* START Records supplied *

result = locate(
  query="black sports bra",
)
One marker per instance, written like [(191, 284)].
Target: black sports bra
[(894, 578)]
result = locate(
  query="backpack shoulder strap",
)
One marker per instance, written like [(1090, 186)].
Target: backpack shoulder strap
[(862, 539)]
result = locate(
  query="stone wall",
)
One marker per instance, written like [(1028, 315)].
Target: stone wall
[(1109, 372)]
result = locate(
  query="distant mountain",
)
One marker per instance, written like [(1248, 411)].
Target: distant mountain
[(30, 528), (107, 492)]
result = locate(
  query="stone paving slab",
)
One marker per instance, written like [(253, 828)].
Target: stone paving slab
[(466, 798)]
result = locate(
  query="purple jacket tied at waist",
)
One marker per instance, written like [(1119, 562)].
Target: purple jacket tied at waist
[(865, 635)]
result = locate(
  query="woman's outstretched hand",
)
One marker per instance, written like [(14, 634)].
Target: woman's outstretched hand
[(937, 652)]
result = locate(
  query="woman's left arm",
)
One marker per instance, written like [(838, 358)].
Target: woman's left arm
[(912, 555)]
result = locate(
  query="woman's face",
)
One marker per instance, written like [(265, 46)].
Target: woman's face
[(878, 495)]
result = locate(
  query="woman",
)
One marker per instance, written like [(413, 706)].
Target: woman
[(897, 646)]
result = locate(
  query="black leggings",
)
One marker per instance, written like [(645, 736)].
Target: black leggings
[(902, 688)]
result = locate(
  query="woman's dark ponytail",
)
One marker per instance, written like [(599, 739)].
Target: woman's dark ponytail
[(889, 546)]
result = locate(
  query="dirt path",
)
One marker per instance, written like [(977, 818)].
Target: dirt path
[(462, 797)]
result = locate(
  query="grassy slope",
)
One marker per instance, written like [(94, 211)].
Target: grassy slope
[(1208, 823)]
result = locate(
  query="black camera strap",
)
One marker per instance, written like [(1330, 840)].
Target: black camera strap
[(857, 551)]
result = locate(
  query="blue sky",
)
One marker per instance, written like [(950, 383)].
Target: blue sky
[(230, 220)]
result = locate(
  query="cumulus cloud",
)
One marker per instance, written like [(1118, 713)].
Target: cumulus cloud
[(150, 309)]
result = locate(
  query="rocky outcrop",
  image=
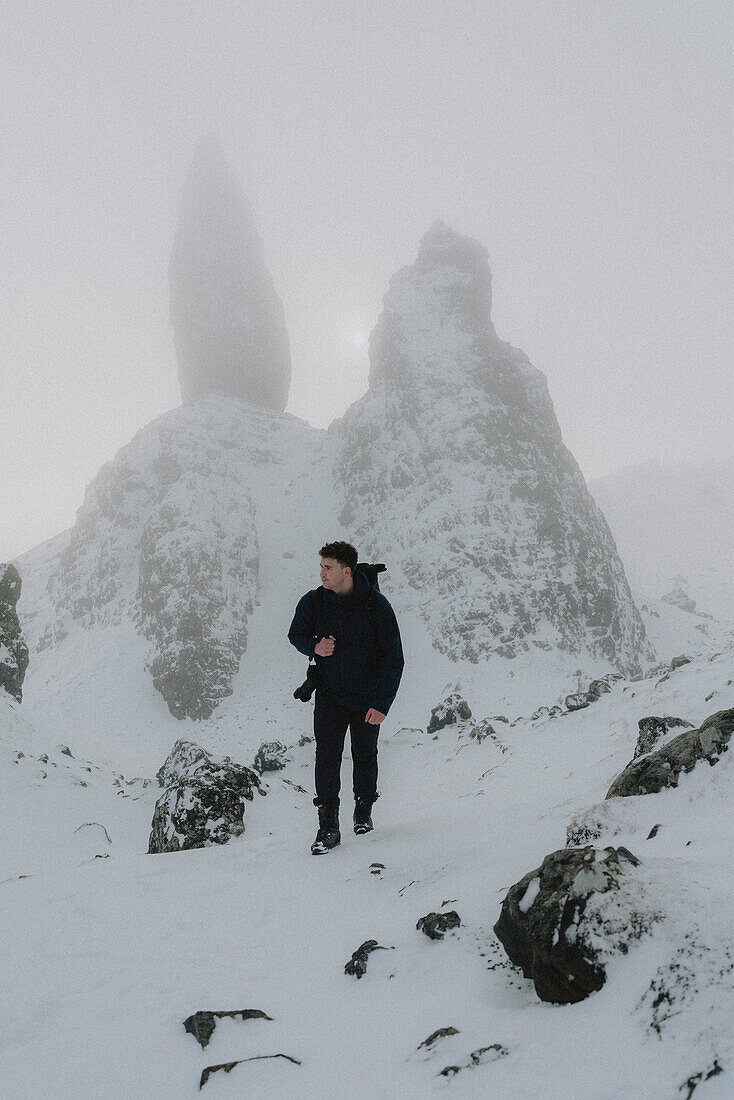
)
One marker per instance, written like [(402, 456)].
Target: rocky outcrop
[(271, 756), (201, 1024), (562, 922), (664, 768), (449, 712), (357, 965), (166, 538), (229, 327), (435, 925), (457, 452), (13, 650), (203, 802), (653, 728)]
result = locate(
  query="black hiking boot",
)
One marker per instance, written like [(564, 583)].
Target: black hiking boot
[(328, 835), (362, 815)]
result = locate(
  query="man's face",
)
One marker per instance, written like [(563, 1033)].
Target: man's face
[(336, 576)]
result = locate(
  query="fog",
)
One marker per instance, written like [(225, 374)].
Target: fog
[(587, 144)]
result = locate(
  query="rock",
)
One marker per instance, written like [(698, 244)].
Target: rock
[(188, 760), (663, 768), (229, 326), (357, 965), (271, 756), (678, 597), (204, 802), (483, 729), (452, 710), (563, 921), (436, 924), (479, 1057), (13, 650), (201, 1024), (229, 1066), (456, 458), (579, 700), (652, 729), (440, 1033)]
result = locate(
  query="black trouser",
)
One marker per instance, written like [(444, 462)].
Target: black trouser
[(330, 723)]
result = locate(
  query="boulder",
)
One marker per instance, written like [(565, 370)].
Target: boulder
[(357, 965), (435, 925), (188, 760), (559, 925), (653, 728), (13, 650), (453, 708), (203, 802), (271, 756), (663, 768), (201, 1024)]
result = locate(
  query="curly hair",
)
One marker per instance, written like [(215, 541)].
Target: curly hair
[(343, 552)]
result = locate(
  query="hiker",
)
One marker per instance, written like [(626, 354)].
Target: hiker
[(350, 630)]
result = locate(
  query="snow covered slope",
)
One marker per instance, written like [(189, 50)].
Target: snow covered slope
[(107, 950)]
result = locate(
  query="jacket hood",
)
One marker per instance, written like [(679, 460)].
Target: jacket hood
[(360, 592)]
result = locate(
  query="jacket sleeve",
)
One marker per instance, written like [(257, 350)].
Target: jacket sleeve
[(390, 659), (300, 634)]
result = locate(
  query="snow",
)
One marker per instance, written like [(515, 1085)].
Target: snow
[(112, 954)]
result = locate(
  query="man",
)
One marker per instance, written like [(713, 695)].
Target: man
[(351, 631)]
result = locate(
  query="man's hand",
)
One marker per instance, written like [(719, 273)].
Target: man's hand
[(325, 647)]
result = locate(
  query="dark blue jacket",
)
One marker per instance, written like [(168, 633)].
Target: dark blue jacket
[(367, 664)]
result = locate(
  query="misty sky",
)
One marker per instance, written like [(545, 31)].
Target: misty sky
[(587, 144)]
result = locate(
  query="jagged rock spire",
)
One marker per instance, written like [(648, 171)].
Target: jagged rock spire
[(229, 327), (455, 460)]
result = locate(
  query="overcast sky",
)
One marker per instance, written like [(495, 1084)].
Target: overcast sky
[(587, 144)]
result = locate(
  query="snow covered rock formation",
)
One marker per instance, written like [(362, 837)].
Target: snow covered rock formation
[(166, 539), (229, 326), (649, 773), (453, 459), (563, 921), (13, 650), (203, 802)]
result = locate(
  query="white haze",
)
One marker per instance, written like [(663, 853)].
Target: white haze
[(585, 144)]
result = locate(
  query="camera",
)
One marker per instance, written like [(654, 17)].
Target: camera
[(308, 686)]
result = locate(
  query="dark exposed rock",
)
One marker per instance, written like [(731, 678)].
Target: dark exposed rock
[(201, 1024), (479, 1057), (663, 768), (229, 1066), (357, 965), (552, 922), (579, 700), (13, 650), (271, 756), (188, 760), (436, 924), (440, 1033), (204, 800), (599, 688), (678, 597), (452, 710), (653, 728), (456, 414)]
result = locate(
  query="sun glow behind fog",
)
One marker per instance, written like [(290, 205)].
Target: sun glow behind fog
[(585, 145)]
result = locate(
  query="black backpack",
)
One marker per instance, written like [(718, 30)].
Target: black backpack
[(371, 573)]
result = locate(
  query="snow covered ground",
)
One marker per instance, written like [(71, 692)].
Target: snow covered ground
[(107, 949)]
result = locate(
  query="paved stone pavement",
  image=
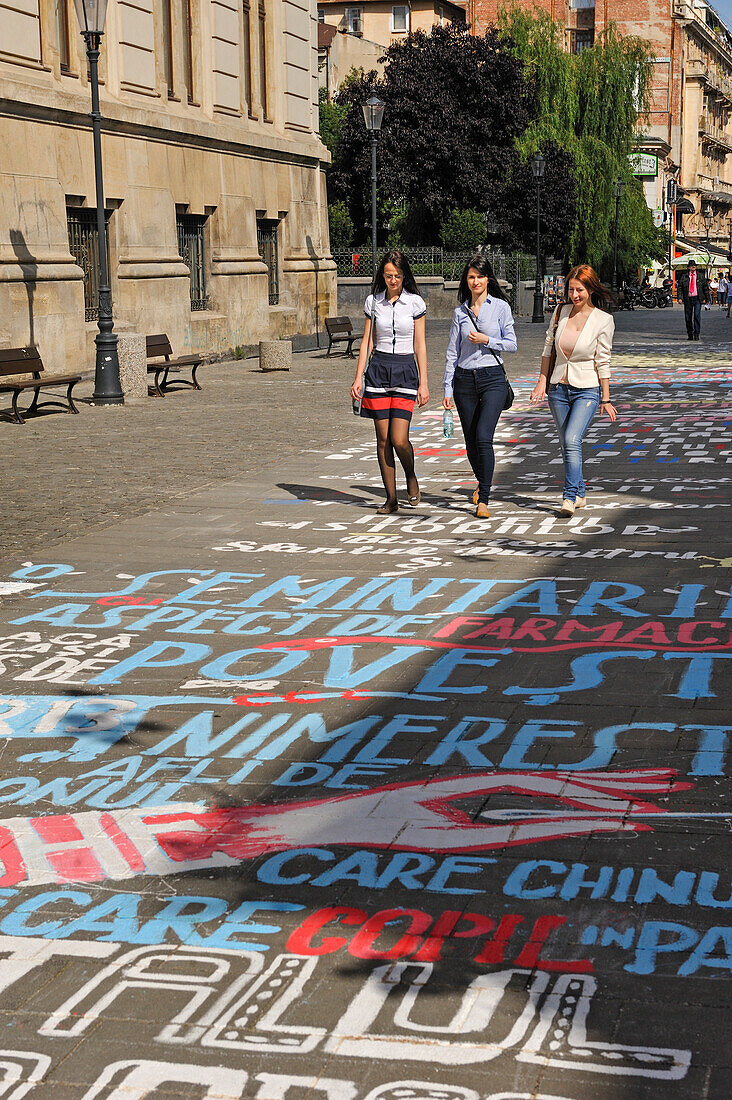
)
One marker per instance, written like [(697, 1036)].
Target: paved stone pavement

* END Records supplied *

• [Task objective]
Could you convert the records, from their first line through the line containing "[(1109, 372)]" inclusive, into a numbered list that leaves out any blank lines?

• [Exercise answer]
1. result = locate(
2.   query="black sports bra",
3. )
4. One marker per instance, written like [(191, 284)].
5. Target: black sports bra
6. [(894, 578)]
7. result = locate(
8.   query="backpack shoulder strap",
9. )
10. One marker per instance, written like [(1090, 186)].
11. Target: backpack shoulder strap
12. [(862, 539)]
13. result = locate(
14.   query="stone wall",
15. )
16. One marker per instance, written like [(1028, 315)].
17. Target: stone wall
18. [(1109, 372)]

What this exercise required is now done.